WHAT IS BEING ASKED: How many lines in the listing below contain the string "metal", counting only matches with the same case? Reply with the number alone.
# GIVEN DATA start
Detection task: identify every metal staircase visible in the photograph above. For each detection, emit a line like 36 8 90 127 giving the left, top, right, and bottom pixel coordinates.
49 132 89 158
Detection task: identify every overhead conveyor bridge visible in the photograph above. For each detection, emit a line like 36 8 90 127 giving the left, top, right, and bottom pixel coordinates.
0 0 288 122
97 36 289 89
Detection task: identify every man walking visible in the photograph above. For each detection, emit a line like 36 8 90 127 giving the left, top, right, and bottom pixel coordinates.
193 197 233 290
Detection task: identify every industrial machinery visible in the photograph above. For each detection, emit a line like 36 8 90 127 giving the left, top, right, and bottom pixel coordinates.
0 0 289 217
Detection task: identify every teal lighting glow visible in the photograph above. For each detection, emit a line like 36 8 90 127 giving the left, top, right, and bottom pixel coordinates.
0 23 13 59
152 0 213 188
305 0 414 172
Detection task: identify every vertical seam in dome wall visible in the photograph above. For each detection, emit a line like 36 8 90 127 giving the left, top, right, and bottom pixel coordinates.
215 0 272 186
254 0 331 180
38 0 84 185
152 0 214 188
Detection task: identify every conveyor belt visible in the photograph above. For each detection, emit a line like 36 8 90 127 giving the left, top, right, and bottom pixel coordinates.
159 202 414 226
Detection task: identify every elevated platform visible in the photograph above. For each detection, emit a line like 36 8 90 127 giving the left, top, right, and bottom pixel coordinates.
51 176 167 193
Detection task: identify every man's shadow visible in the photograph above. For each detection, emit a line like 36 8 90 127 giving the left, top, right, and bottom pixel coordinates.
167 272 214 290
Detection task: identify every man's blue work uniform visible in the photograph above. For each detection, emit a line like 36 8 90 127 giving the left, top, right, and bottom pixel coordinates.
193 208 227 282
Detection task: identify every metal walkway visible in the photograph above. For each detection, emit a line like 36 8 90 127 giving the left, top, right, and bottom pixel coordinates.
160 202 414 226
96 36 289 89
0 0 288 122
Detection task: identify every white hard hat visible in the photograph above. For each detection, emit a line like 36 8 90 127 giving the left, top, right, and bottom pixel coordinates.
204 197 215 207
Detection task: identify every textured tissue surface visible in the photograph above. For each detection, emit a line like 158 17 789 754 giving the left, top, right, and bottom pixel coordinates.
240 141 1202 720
# GIVEN DATA end
REPLY: 2